*TASK REQUIREMENTS:* When the line containing "Where can the truck windshield" is found in the data below, copy it and each line after it through the line containing "Where can the car headlight", exactly and with no others.

*DATA SHOWN:*
::::

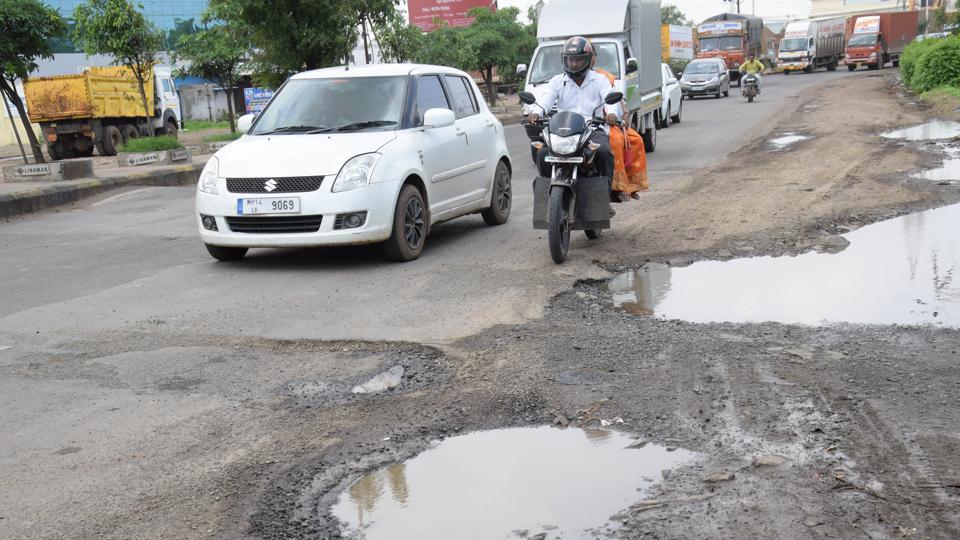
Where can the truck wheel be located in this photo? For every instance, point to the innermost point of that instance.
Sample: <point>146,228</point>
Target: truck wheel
<point>112,140</point>
<point>223,253</point>
<point>409,226</point>
<point>650,139</point>
<point>129,132</point>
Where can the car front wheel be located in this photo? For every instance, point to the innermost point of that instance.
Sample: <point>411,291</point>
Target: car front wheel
<point>409,226</point>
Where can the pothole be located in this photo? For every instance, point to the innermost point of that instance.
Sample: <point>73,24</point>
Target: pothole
<point>900,271</point>
<point>785,140</point>
<point>506,483</point>
<point>932,130</point>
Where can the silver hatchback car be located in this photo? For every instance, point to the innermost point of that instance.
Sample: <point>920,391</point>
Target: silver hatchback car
<point>705,77</point>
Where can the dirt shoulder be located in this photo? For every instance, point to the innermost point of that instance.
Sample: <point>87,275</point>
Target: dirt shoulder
<point>781,200</point>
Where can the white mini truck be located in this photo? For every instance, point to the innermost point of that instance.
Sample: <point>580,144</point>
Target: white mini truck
<point>374,154</point>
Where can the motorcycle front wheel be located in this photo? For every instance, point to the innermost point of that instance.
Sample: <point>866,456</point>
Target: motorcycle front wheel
<point>558,226</point>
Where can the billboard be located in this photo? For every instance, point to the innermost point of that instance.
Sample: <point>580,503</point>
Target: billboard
<point>454,12</point>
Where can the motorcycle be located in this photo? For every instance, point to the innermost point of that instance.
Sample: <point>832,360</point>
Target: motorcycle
<point>749,87</point>
<point>574,197</point>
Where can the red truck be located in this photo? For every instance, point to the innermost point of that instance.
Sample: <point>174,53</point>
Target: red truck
<point>878,38</point>
<point>732,37</point>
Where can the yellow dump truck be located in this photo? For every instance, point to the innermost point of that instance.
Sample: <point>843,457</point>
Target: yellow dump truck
<point>101,108</point>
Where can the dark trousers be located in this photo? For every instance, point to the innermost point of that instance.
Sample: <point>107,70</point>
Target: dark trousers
<point>603,159</point>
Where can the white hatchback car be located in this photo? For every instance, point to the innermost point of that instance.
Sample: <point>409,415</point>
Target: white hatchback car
<point>370,154</point>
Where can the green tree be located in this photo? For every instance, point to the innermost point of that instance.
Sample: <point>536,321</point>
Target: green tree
<point>289,36</point>
<point>26,27</point>
<point>670,14</point>
<point>215,53</point>
<point>499,41</point>
<point>399,42</point>
<point>118,29</point>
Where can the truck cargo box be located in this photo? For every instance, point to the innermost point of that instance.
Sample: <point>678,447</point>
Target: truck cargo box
<point>99,92</point>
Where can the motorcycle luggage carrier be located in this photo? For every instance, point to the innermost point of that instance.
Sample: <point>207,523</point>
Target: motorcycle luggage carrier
<point>592,207</point>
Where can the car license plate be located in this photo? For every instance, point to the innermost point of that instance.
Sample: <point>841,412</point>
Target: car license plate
<point>279,205</point>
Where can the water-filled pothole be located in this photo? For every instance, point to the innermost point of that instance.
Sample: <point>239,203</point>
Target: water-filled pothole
<point>904,270</point>
<point>499,483</point>
<point>784,141</point>
<point>932,130</point>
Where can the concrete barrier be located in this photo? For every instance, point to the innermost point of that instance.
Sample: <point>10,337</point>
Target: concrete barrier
<point>69,169</point>
<point>134,159</point>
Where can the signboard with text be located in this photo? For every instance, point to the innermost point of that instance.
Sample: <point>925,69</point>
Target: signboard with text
<point>453,12</point>
<point>256,99</point>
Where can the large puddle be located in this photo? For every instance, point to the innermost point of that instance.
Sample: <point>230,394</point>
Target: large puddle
<point>932,130</point>
<point>506,483</point>
<point>900,271</point>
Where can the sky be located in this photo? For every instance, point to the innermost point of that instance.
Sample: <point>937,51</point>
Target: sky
<point>699,10</point>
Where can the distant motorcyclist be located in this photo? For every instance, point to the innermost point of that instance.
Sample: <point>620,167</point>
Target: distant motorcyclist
<point>581,90</point>
<point>753,67</point>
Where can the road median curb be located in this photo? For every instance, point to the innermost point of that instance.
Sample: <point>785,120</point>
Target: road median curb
<point>38,198</point>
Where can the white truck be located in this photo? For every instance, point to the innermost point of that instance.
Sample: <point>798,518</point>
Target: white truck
<point>807,45</point>
<point>626,37</point>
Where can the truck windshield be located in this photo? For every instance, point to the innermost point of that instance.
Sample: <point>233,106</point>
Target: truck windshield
<point>331,105</point>
<point>862,39</point>
<point>719,43</point>
<point>793,45</point>
<point>548,63</point>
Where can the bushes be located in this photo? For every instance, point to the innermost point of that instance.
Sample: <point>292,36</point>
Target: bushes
<point>931,63</point>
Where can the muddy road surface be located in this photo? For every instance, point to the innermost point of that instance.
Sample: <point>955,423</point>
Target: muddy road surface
<point>150,392</point>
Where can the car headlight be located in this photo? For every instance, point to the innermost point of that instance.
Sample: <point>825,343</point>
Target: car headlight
<point>564,145</point>
<point>208,177</point>
<point>356,173</point>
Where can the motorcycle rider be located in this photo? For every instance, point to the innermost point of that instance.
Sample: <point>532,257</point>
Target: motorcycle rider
<point>582,90</point>
<point>753,67</point>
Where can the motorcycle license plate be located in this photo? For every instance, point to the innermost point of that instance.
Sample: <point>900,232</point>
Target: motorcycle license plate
<point>558,159</point>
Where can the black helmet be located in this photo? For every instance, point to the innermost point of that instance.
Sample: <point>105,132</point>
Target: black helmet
<point>577,55</point>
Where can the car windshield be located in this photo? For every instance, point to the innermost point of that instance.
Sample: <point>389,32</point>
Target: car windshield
<point>332,105</point>
<point>862,39</point>
<point>701,68</point>
<point>793,45</point>
<point>547,64</point>
<point>719,43</point>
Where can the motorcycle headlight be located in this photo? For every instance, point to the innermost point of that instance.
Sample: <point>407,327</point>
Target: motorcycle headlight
<point>356,173</point>
<point>208,177</point>
<point>564,145</point>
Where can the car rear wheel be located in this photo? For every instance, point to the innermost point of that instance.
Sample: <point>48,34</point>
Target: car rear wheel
<point>501,198</point>
<point>223,253</point>
<point>409,226</point>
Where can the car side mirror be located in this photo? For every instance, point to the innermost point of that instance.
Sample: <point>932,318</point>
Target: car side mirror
<point>613,98</point>
<point>244,122</point>
<point>437,118</point>
<point>527,98</point>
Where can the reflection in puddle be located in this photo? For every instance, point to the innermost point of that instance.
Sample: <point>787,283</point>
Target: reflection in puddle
<point>780,143</point>
<point>934,129</point>
<point>489,483</point>
<point>900,271</point>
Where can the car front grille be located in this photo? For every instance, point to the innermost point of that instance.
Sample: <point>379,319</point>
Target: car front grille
<point>290,184</point>
<point>274,224</point>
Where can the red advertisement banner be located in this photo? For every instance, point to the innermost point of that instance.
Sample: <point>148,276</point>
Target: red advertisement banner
<point>454,12</point>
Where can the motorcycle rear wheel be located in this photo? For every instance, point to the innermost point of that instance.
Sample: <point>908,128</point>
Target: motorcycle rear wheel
<point>558,227</point>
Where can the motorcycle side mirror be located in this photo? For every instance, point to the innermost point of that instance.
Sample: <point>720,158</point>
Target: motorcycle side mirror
<point>613,98</point>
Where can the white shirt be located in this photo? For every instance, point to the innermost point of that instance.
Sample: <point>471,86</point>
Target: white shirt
<point>583,99</point>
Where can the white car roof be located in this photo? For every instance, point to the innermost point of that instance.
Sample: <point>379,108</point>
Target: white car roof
<point>376,70</point>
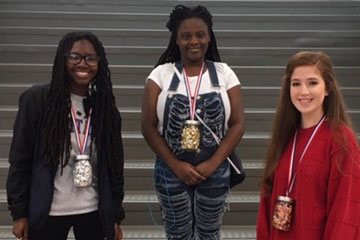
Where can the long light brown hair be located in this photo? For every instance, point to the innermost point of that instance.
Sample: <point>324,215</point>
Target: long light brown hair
<point>287,118</point>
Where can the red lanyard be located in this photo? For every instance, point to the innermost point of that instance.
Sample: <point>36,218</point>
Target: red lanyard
<point>291,179</point>
<point>192,99</point>
<point>82,144</point>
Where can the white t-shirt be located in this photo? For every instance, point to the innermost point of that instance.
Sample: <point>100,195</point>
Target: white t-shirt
<point>163,74</point>
<point>68,199</point>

::::

*TASK RESULT:*
Where can the truck windshield be located in this photo? For every instance, point to the innermost point of that instance.
Sample: <point>233,106</point>
Target: truck windshield
<point>331,105</point>
<point>862,39</point>
<point>719,43</point>
<point>793,45</point>
<point>548,63</point>
Where can the bushes be located in this photo? For every instance, point to the innermost point of that instance.
Sample: <point>292,36</point>
Target: bushes
<point>931,63</point>
Where can the muddy road surface be located in this photo? For every instance, point to the innermost point of that instance.
Sample: <point>955,423</point>
Target: muddy road surface
<point>150,392</point>
Where can the car headlight be located in this photo? For every instance, point to the innermost point of that instance.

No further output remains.